Description of the task: Here are some entries. Repeat all of them exactly.
[Provided records — start]
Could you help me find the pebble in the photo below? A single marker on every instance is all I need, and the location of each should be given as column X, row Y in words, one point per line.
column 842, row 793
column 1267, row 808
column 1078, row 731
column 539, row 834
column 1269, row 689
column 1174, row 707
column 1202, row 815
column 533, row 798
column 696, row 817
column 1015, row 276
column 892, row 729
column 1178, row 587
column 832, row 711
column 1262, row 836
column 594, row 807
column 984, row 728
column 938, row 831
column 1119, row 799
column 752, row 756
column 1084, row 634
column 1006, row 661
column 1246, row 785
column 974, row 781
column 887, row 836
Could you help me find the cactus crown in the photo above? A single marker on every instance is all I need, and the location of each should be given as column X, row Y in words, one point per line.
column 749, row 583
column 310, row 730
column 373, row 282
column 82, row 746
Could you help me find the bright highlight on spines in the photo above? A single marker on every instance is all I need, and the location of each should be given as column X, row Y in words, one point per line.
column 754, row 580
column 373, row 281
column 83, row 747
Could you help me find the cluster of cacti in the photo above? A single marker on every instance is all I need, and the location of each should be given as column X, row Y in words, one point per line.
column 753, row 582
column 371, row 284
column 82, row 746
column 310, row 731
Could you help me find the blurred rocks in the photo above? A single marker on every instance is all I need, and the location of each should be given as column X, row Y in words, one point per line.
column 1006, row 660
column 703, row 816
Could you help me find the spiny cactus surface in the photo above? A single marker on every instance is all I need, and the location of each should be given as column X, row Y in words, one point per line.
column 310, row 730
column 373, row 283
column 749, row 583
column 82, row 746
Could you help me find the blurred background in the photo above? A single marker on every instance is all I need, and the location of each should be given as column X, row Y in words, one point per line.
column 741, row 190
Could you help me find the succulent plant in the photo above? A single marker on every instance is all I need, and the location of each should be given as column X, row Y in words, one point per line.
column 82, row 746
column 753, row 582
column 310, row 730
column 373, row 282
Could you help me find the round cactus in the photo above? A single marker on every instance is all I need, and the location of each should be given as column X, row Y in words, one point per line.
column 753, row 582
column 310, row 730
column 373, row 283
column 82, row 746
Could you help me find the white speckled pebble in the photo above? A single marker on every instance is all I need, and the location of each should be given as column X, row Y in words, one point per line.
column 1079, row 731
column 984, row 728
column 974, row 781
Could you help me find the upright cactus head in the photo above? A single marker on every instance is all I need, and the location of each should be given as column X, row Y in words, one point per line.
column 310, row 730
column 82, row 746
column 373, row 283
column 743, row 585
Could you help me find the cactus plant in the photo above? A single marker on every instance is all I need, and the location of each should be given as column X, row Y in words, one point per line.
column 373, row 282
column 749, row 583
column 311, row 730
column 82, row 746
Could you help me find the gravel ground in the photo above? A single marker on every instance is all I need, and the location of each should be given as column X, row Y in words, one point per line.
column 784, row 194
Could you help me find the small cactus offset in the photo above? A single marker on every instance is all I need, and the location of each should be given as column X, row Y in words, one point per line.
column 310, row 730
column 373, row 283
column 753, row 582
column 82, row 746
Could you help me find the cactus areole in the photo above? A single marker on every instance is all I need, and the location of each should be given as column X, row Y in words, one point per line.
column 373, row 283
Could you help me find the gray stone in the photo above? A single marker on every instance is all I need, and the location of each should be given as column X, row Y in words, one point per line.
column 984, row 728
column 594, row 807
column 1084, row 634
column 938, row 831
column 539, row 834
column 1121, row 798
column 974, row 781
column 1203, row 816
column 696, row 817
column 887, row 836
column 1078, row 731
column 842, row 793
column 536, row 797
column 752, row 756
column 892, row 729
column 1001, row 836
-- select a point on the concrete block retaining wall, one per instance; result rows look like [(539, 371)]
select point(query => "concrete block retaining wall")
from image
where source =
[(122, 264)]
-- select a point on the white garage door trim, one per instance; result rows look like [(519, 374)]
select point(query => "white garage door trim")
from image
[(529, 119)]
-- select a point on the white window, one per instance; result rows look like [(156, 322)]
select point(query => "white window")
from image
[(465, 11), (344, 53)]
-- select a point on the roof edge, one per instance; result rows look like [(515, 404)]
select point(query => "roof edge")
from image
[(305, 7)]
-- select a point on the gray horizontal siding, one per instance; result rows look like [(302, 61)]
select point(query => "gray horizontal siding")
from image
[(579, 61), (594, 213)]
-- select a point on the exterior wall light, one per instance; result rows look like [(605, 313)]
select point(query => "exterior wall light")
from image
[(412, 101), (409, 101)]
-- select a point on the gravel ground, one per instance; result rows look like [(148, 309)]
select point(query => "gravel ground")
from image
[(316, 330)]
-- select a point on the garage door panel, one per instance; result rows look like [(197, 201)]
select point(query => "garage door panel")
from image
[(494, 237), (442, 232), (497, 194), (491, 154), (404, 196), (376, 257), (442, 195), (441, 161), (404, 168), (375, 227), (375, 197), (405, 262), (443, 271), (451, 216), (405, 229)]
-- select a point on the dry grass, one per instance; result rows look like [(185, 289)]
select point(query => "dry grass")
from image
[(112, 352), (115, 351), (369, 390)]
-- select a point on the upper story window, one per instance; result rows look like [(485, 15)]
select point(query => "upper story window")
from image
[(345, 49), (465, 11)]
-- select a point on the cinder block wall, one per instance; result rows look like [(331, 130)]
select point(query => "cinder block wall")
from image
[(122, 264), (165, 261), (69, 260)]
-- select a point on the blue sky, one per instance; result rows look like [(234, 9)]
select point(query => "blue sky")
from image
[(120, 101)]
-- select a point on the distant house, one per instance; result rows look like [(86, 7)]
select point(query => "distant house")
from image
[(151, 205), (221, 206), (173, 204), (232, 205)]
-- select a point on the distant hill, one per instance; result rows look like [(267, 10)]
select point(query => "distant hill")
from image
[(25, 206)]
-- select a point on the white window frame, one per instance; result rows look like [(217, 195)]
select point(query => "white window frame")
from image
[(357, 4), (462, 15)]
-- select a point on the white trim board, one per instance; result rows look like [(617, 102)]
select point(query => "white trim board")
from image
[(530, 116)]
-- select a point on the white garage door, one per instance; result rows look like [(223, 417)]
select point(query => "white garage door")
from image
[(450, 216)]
[Provided records — finish]
Response to the task:
Could you help me find the pebble in the photo below? A single marker on every instance is all I need, and the location of each should be given as column X, row Y in words, one point per line.
column 842, row 793
column 1267, row 808
column 1078, row 731
column 539, row 834
column 1269, row 689
column 1174, row 707
column 1202, row 815
column 533, row 798
column 696, row 817
column 1015, row 276
column 892, row 729
column 1178, row 587
column 832, row 711
column 1262, row 836
column 594, row 807
column 984, row 728
column 938, row 831
column 1119, row 799
column 752, row 756
column 1084, row 634
column 1006, row 661
column 1246, row 785
column 974, row 781
column 887, row 836
Could you help me find the cactus crown in the photo above? A single marker on every instance is all I need, and the location of each should be given as column X, row Y in words, one point per line.
column 749, row 583
column 310, row 730
column 373, row 282
column 82, row 746
Could you help me find the bright highlight on spines in the photo above? A single marker on every instance is all I need, and the location of each should be given as column X, row Y in words, one point per line.
column 754, row 580
column 373, row 281
column 83, row 747
Could you help me find the cluster of cacti in the photo above? A single marker on every instance is all I need, and the location of each should be given as column X, row Y in words, one point per line.
column 753, row 582
column 371, row 284
column 82, row 746
column 310, row 731
Could you help me find the blurred rocks in the photo above? A single marker on every instance is all I need, and the location of each should be given as column X, row Y in words, one point per line.
column 1006, row 660
column 703, row 816
Could you help me find the spiny cactus surface in the photo above? A single marker on every instance is all I need, and the location of each should be given as column X, row Y in words, one point per line.
column 310, row 730
column 373, row 283
column 749, row 583
column 82, row 746
Could you help me find the blurred background in the photo above? A single marker on every instance is all I need, and the location of each should be given as column X, row Y in words, one point per line.
column 741, row 190
Could you help me find the succulent plant in the photo above? A single marker on every instance is all I need, and the location of each should be given as column X, row Y in words, one point per line.
column 82, row 746
column 753, row 582
column 310, row 730
column 373, row 282
Could you help me find the round cactus in the photo above? A single marker on every instance is all I need, and the location of each should be given as column X, row Y in words, one point per line.
column 753, row 582
column 310, row 730
column 373, row 283
column 82, row 746
Could you help me find the white speckled pebble in the photo above? A single marker on every instance is all I need, and the location of each should be given as column X, row Y in words, one point per line.
column 1079, row 731
column 984, row 728
column 974, row 781
Could you help me find the upright cactus head in the photo above? A single marker on every instance is all I need, and the location of each should be given as column X, row Y in words, one point per line.
column 310, row 730
column 82, row 746
column 373, row 283
column 743, row 585
Could you help me find the cactus plant in the photo above? A single marker on every instance is all I need, and the location of each should be given as column X, row Y in words, one point per line.
column 373, row 282
column 749, row 583
column 311, row 730
column 82, row 746
Could you help me find the gravel ground in the photo above? A single marker on every instance is all I need, and the location of each should be given as column X, row Y in words, one point per line.
column 784, row 194
Could you help me find the small cactus offset in the photo above? A single marker on every instance is all I need, and the location of each should be given as column X, row Y in words, one point per line.
column 310, row 730
column 373, row 283
column 753, row 582
column 82, row 746
Could you help me find the cactus areole in the photo above? A single marker on every instance is all I need, and the location of each should be given as column X, row Y in words, one point per line.
column 373, row 283
Could you help me find the gray stone in the photo above? A single marker on every instance is all I need, and the location of each should be given as column X, row Y in words, one point per line.
column 984, row 728
column 594, row 807
column 1084, row 634
column 938, row 831
column 539, row 834
column 1121, row 798
column 974, row 781
column 1203, row 816
column 696, row 817
column 887, row 836
column 1078, row 731
column 842, row 793
column 536, row 797
column 752, row 756
column 892, row 729
column 1001, row 836
-- select a point on the concrete block retaining wall, one per instance; result rows look like [(539, 371)]
select point(query => "concrete block retaining wall")
from image
where source =
[(122, 264)]
-- select a point on the white garage door trim, one per instance; result rows look like [(519, 374)]
select point(query => "white garage door trim")
from image
[(529, 119)]
-- select a point on the white window, one per instance; result rows look like [(156, 322)]
select point(query => "white window")
from image
[(465, 11), (344, 53)]
-- select a point on the roof edge, one per instance; result rows look like [(515, 404)]
select point(query => "roof edge")
from image
[(305, 7)]
-- select a point on the gray horizontal siding, one per instance; result rows look like [(302, 61)]
select point(query => "gray horizontal siding")
from image
[(579, 61), (594, 213)]
-- select a point on the exterior wall light, one per instance; result rows look like [(605, 313)]
select point(query => "exterior wall light")
from image
[(412, 101), (409, 101)]
-- select a point on the gravel ground, one per instance; result rows look like [(148, 309)]
select point(query => "gravel ground")
from image
[(316, 330)]
-- select a point on the garage door panel, one per instance; result rows look like [(197, 201)]
select point(query => "garage door panel")
from image
[(494, 237), (442, 232), (497, 194), (491, 154), (404, 196), (376, 257), (442, 195), (441, 161), (404, 168), (375, 227), (375, 197), (405, 262), (443, 271), (451, 216), (405, 229)]
-- select a point on the dry grass, one per instance; result rows look like [(185, 289)]
select point(query => "dry grass")
from image
[(112, 352), (115, 351), (369, 390)]
-- select a point on the upper story window, one per instance; result rows look like [(485, 15)]
select point(query => "upper story window")
from image
[(345, 49), (465, 11)]
-- select a point on the cinder block wall, one per instance; result rows look like [(331, 130)]
select point(query => "cinder block wall")
from image
[(122, 264), (165, 261), (69, 260)]
-- select a point on the blue sky, one per instance; result rows look like [(234, 9)]
select point(query => "blue sky")
from image
[(120, 101)]
-- select a point on the distant house, one per instance; result rows look like [(86, 7)]
select point(query => "distant house")
from image
[(151, 205), (221, 206), (173, 204), (232, 205)]
-- select a point on the distant hill, one per instance; result rows look like [(267, 10)]
select point(query => "distant hill")
from image
[(25, 206)]
-- select a point on the white window frame, one per instance; result rows look like [(217, 195)]
select point(query => "white window frame")
from image
[(357, 4), (462, 15)]
-- select a point on the white trim board, one per instance; result rows look like [(617, 102)]
select point(query => "white trim board")
from image
[(530, 116)]
-- select a point on the white garage door, one per instance; result rows look like [(223, 417)]
select point(query => "white garage door")
from image
[(450, 216)]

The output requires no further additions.